In 1966–1967 Shafarevich read a lecture course at the Faculty of Mechanics and Mathematics of Moscow State University, in which he gave a multifaceted presentation of the theory of zeta functions. Lecture notes from the course, taken by Manin, were soon published as a separate monograph.

From 1970 till 1973 Shafarevich was the president of the Moscow Mathematical Society.

At that time he worked intensively on the theory of K3-surfaces. Together with abelian surfaces, they are an analogue of elliptic curves. It can easily be shown that, similarly to complex elliptic curves, complex abelian surfaces and, more generally, complex abelian variaties are uniquely determined by their first integral Hodge structure. However, all attempts to establish a similar result for K3-surfaces encountered significant difficulties, and for a long period of time the problem seemed to be untreatable to experts. Nevertheless, in cooperation with Piatetski-Shapiro, Shafarevich managed to establish an analogue of Torelli’s theorem for K3-surfaces. This was the subject of his lecture at the International Congress of Mathematicians in Nice (1970). Namely, it can be shown that for two arbitrary K3-surfaces $X$ and $X'$ there is a natural bijection

$$ \begin{equation*} \operatorname{Isom}(X,X')\stackrel{\sim}\longrightarrow \operatorname{Isom}^{\mathrm{eff}}\bigl(H^2(X,{\mathbb Z}),H^2(X',{\mathbb Z})\bigr), \end{equation*} \notag $$
where on the right-hand side we see the isomorphisms of Hodge structures that preserve intersection numbers and the cone of effective classes.

SUPPLIED INFORMATION —
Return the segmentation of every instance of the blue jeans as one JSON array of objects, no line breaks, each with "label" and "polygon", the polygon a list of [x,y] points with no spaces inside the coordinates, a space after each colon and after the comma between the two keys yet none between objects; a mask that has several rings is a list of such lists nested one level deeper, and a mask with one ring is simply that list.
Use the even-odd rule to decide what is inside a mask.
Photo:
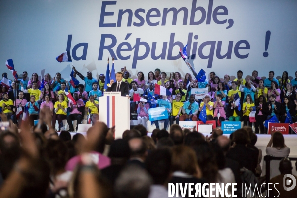
[{"label": "blue jeans", "polygon": [[[167,125],[168,125],[168,123],[169,122],[169,118],[164,119],[164,120],[164,120],[165,121],[164,122],[164,129],[167,130]],[[157,121],[155,121],[154,122],[155,123],[155,125],[156,125],[156,128],[157,129],[160,128],[160,127],[159,126],[159,122],[158,122],[159,121],[160,121],[160,120],[157,120]]]}]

AIM 1 —
In the passage on Shafarevich, during which years was he president of the Moscow Mathematical Society?
AIM 2 —
Carry on the passage on Shafarevich, starting right after its final sentence.

TASK RESPONSE 1 —
From 1970 till 1973.

TASK RESPONSE 2 —
The proof was based on the local Torelli theorem for K3-surfaces, established previously by Tyurina, a student of Shafarevich. In addition, they proved that for K3-surfaces the period map is an open embedding with dense image. The fact that it is also surjective was proved subsequently by Shafarevich’s student Vik. Kulikov. As an application, Torelli’s theorem allows one to describe the automorphism groups of K3-surfaces in terms of the arithmetic properties of lattices. In particular, Nikulin, a student of Shafarevich, classified K3-surfaces with finite automorphism groups. Subsequently, ideas related to Torell’s theorem for K3-surfaces were developed by many authors in various ways. Here we can mention Shafarevich’s students A. N. Todorov and Tyurin, and also papers by D. O. Orlov, M. S. Verbitsky, D. Burns, M. Rapoport, E. Looijenga, C. Peters, and Y.-T. Siu.

In another paper from that period of time, also co-authored with Piatetski- Shapiro, Shafarevich deduced from Torelli’s theorem for complex algebraic K3-surfaces an analogue of Riemann’s hypothesis for K3-surfaces over finite fields. Their proof was significantly different from the one given independently by P. Deligne.

In 1972 Shafarevich published his book Foundations of algebraic geometry, which is still one of the best and most popular textbooks on algebraic geometry in the world.

On the occasion of the Dannie Heineman Prize award ceremony organized in 1973 by the Göttingen Academy of Sciences and Humanities, Shafarevich gave a talk entitled On certain tendencies in the development of mathematics, which was essentially a programme address.

In 1974 he was elected a member of the National Academy of Sciences of the USA and the American Academy of Arts and Sciences.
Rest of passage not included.